TO DO:
[1] Answer these questions using the post on averaging three unsigned integers.
(a) How is the average rounded?
(b) How many logical operations does a software-based CSA cost on most processors?
(c) How many LOP3 instructions does the CUDA compiler currently produce for the CSA?
[2] According to the post on averaging three unsigned integers, why did the author choose to replace "expensive" operations with "cheap" ones? Explain in one to three sentences.

DOCUMENT SEGMENT:
------------------------------------------------

Efficient computation of the average of three unsigned integers (without overflow)

25

There is an existing question "Average of 3 long integers" that is specifically concerned with the efficient computation of the average of three signed integers.

The use of unsigned integers however allows for additional optimizations not applicable to the scenario covered in the previous question. This question is about the efficient computation of the average of three unsigned integers, where the average is rounded towards zero, i.e. in mathematical terms I want to compute ⌊ (a + b + c) / 3 ⌋.

A straightforward way to compute this average is

 avg = a / 3 + b / 3 + c / 3 + (a % 3 + b % 3 + c % 3) / 3;

To first order, modern optimizing compilers will transform the divisions into multiplications with a reciprocal plus a shift, and the modulo operations into a back-multiply and a subtraction, where the back-multiply may use a scale_add idiom available on many architectures, e.g. lea on x86_64, add with lsl #n on ARM, iscadd on NVIDIA GPUs.

In trying to optimize the above in a generic fashion suitable for many common platforms, I observe that typically the cost of integer operations is in the relationship logical ≤ (add | sub) ≤ shiftscale_addmul. Cost here refers to all of latency, throughput limitations, and power consumption. Any such differences become more pronounced when the integer type processed is wider than the native register width, e.g. when processing uint64_t data on a 32-bit processor.

My optimization strategy was therefore to minimize instruction count and replace "expensive" with "cheap" operations where possible, while not increasing register pressure and retaining exploitable parallelism for wide out-of-order processors.

The first observation is that we can reduce a sum of three operands into a sum of two operands by first applying a CSA (carry save adder) that produces a sum value and a carry value, where the carry value has twice the weight of the sum value. The cost of a software-based CSA is five logicals on most processors. Some processors, like NVIDIA GPUs, have a LOP3 instruction that can compute an arbitrary logical expression of three operands in one fell swoop, in which case CSA condenses to two LOP3s (note: I have yet convince the CUDA compiler to emit those two LOP3s; it currently produces four LOP3s!).

------------------------------------------------

DATASET ENTRIES:
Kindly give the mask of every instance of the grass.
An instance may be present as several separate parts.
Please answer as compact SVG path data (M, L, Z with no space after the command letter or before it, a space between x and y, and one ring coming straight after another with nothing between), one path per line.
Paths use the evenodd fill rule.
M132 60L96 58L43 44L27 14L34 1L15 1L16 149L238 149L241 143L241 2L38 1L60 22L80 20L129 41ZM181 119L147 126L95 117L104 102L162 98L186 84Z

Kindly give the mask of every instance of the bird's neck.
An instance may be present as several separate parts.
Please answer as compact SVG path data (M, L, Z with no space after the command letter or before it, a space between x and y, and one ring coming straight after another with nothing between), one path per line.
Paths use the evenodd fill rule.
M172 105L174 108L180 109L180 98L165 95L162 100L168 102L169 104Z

------------------------------------------------

ANSWERS PER TASK:
[1]
(a) Toward zero, so the result is ⌊ (a + b + c) / 3 ⌋.
(b) Five.
(c) Four.

[2] The author observes that on typical platforms, integer operations rise in cost from logical operations through add and subtract, shift, and scale_add up to multiply. Cost here covers latency, throughput limitations, and power consumption. Swapping costly operations for cheaper ones therefore lowers the overall cost of computing the average.